Exercise prompt: Report every line in the records below that contains the string "road", copying each such line in full. Count a match only when the letter case agrees.

Record excerpts:
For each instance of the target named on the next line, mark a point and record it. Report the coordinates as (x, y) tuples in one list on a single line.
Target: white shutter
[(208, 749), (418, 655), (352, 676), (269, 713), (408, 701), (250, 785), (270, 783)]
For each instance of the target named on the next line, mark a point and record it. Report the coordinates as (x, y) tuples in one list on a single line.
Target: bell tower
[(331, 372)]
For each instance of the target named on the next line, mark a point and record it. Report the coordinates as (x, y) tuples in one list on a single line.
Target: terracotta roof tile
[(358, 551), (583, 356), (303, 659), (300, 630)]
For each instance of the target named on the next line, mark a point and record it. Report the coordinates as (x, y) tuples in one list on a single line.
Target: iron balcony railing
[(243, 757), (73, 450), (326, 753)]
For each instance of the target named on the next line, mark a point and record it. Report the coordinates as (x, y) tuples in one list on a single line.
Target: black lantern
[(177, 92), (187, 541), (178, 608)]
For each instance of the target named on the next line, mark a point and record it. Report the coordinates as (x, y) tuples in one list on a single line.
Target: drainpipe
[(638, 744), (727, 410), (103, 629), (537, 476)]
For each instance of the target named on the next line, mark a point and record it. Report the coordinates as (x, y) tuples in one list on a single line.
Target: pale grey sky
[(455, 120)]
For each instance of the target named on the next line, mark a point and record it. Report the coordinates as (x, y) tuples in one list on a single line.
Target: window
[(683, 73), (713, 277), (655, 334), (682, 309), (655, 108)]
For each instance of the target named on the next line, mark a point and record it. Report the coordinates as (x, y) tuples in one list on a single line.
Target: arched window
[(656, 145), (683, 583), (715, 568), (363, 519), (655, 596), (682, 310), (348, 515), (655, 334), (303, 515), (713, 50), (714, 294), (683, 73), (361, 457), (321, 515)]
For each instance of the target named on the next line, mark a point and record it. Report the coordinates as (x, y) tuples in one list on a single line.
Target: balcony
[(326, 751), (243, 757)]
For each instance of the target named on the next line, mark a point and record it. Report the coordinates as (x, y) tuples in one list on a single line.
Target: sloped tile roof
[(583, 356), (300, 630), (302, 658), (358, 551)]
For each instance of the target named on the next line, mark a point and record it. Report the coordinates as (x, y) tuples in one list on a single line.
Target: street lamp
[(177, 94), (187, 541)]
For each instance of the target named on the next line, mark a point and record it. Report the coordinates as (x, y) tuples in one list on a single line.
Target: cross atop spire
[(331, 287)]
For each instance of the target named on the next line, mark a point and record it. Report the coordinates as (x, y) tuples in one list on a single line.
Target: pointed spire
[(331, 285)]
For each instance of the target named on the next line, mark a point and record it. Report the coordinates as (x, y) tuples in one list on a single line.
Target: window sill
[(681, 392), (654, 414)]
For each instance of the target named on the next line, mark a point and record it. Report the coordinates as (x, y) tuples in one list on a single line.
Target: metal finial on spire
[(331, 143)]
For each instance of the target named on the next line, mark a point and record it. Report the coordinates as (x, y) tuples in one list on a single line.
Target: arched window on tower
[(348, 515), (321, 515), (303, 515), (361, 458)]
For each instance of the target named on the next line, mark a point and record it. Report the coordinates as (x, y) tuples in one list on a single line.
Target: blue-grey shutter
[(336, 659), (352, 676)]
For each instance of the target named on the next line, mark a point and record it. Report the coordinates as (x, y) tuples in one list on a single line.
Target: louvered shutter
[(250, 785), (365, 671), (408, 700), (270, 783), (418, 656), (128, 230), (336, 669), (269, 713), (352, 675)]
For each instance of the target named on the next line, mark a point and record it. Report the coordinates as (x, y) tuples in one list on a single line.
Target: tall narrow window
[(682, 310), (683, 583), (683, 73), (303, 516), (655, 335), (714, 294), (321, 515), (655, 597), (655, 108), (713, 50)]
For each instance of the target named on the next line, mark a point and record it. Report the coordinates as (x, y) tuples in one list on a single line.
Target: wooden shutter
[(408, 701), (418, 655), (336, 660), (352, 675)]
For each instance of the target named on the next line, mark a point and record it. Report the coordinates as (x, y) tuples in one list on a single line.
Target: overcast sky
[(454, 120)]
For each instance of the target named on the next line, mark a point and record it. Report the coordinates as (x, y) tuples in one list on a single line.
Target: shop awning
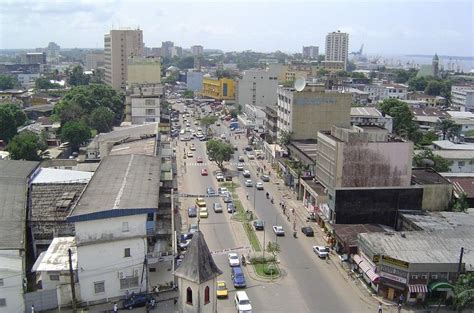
[(438, 285), (418, 288)]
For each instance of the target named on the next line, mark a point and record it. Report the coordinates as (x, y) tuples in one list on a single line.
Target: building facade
[(257, 87), (337, 47), (119, 45)]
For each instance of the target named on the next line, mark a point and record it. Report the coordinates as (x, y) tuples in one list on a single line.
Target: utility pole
[(73, 284)]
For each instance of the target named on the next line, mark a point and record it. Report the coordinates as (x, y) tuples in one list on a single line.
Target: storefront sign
[(393, 277), (395, 262)]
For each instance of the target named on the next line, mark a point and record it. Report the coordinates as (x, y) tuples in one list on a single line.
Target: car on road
[(231, 207), (321, 251), (138, 300), (265, 178), (203, 212), (258, 225), (233, 259), (221, 290), (278, 230), (192, 211), (308, 231), (242, 302), (200, 202), (217, 207), (238, 278)]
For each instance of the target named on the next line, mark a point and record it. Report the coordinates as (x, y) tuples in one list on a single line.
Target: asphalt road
[(308, 284)]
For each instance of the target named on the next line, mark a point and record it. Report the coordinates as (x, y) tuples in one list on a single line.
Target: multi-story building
[(218, 88), (197, 50), (337, 47), (305, 113), (310, 52), (257, 87), (119, 45)]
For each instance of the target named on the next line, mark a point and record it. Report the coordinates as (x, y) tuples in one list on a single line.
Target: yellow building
[(219, 89)]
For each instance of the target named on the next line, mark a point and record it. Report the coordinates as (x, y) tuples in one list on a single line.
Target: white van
[(242, 302)]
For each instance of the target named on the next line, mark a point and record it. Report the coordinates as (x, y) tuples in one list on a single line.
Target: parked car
[(258, 224), (278, 230), (308, 231), (321, 251)]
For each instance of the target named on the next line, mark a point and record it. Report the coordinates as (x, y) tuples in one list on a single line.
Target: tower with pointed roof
[(197, 278)]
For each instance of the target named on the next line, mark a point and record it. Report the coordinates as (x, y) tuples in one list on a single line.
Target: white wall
[(11, 271)]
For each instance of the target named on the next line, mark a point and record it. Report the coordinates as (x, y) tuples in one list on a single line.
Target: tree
[(439, 164), (75, 132), (219, 151), (77, 77), (7, 82), (11, 117), (102, 119), (448, 127), (26, 146)]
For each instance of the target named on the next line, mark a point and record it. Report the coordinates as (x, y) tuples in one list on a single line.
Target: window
[(99, 286), (126, 253), (125, 227), (206, 295), (189, 296)]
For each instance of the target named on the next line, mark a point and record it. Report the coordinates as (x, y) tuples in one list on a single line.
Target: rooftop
[(121, 182), (13, 200)]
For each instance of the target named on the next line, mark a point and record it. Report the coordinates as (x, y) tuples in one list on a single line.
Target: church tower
[(197, 278)]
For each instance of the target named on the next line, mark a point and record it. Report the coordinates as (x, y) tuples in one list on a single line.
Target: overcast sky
[(385, 27)]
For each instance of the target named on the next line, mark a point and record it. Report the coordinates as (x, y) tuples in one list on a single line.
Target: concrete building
[(117, 215), (218, 88), (257, 87), (119, 45), (305, 113), (310, 52), (94, 61), (197, 50), (337, 47), (15, 177)]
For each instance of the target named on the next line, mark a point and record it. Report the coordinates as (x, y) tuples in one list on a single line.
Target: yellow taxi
[(221, 289), (200, 202)]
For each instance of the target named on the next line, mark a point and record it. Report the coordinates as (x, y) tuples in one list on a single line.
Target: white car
[(234, 259), (278, 230), (321, 251)]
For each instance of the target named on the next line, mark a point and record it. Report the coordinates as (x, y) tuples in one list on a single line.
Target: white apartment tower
[(119, 45), (337, 47)]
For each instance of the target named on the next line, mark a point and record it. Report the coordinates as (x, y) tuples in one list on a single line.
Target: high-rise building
[(197, 50), (337, 47), (119, 45), (310, 52)]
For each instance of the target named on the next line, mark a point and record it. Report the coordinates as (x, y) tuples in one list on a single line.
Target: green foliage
[(11, 117), (102, 119), (464, 291), (7, 82), (26, 146), (440, 164), (75, 132), (77, 77), (219, 151)]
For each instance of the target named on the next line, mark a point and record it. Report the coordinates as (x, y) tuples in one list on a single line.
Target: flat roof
[(439, 246), (124, 183), (13, 199)]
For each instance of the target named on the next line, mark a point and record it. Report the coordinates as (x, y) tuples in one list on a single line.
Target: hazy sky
[(383, 26)]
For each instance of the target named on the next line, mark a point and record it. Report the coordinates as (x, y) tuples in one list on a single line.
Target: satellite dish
[(300, 83)]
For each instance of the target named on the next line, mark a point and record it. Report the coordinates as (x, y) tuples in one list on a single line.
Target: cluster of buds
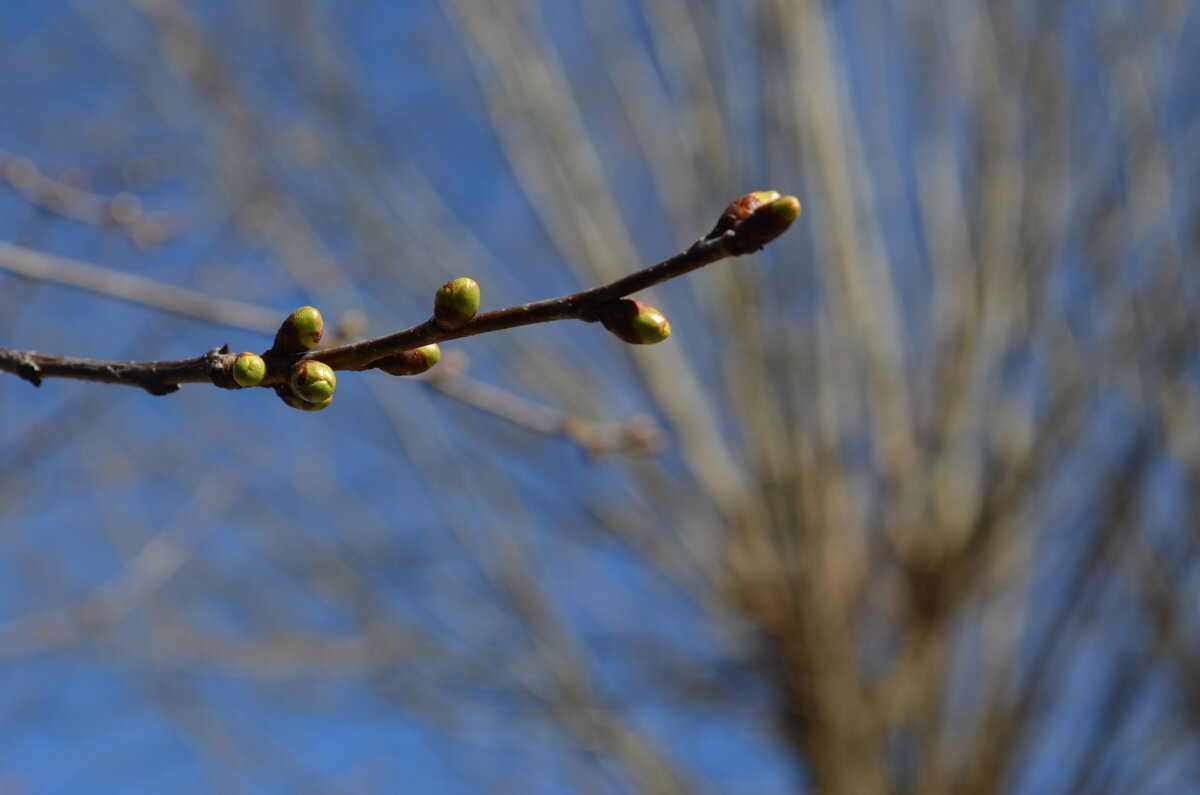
[(756, 219), (300, 332), (312, 383)]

Output of the task:
Target: car on road
Target: asphalt road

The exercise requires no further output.